BEGIN

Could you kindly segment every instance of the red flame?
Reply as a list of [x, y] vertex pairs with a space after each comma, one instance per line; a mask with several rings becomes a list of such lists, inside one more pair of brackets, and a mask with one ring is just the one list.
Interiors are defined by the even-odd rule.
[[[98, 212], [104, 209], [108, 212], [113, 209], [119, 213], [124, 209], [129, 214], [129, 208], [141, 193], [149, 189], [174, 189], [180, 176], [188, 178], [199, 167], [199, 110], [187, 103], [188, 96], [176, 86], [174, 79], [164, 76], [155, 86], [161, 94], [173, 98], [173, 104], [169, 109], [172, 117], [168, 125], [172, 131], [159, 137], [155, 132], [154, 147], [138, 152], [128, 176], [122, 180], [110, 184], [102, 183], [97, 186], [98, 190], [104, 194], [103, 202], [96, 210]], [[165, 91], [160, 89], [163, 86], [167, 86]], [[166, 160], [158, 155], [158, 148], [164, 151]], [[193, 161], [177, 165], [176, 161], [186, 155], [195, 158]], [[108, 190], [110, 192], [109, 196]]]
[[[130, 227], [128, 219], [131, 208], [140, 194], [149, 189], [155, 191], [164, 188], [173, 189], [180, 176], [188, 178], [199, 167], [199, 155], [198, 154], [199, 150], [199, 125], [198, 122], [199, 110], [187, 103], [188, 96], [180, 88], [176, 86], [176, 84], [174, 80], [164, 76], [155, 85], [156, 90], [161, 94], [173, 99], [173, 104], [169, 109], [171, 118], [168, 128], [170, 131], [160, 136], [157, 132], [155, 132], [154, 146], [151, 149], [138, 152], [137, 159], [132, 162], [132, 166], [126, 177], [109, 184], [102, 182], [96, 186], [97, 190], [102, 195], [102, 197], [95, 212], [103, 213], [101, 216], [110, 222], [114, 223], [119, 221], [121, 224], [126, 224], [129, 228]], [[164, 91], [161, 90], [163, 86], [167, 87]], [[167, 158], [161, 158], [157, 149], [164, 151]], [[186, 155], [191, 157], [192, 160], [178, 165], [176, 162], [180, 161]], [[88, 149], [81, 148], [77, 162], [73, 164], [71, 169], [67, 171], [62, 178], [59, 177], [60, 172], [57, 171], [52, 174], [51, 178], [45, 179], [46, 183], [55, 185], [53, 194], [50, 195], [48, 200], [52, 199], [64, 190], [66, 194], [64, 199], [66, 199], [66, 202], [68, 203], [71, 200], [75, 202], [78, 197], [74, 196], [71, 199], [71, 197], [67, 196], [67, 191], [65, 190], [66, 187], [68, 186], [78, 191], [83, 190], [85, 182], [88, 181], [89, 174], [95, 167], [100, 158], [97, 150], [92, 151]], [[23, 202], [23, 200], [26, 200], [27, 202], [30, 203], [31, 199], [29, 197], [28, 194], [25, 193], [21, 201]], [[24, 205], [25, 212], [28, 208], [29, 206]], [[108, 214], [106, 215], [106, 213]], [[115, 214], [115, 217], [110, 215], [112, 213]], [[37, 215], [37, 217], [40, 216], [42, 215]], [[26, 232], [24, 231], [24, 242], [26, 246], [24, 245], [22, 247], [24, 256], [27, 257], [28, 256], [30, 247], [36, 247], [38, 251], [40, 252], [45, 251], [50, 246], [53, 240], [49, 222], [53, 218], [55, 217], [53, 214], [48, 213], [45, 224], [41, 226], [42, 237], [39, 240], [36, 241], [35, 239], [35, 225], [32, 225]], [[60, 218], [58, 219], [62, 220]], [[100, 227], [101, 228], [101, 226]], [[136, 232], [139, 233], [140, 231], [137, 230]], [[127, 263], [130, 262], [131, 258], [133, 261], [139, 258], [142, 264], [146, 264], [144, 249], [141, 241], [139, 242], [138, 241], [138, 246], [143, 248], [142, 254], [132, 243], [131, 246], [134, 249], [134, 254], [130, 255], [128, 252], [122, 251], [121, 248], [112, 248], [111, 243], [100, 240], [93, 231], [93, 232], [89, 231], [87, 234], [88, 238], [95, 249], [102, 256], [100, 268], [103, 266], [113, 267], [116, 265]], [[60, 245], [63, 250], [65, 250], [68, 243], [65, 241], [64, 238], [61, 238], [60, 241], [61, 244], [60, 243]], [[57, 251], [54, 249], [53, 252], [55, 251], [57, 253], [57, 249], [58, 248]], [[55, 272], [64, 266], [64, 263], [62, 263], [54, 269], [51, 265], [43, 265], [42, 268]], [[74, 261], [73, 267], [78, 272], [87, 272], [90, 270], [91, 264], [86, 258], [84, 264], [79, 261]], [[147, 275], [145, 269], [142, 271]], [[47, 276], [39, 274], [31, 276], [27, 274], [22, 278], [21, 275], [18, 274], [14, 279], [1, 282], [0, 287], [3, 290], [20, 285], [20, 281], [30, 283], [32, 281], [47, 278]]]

END

Exercise prompt: Update the items from the very start through the line containing "Interiors are defined by the even-odd rule.", inclusive, so that "red flame" reads "orange flame", leaving every other character unchanged.

Answer to the problem:
Could you kindly segment every instance of the orange flame?
Reply as a list of [x, y] vertex pairs with a space after each comma, one instance per line; a mask with several rings becomes a list of such lists, inside one more pair of brackets, and a mask with one ring is just the one list.
Interiors are defined by the even-odd rule.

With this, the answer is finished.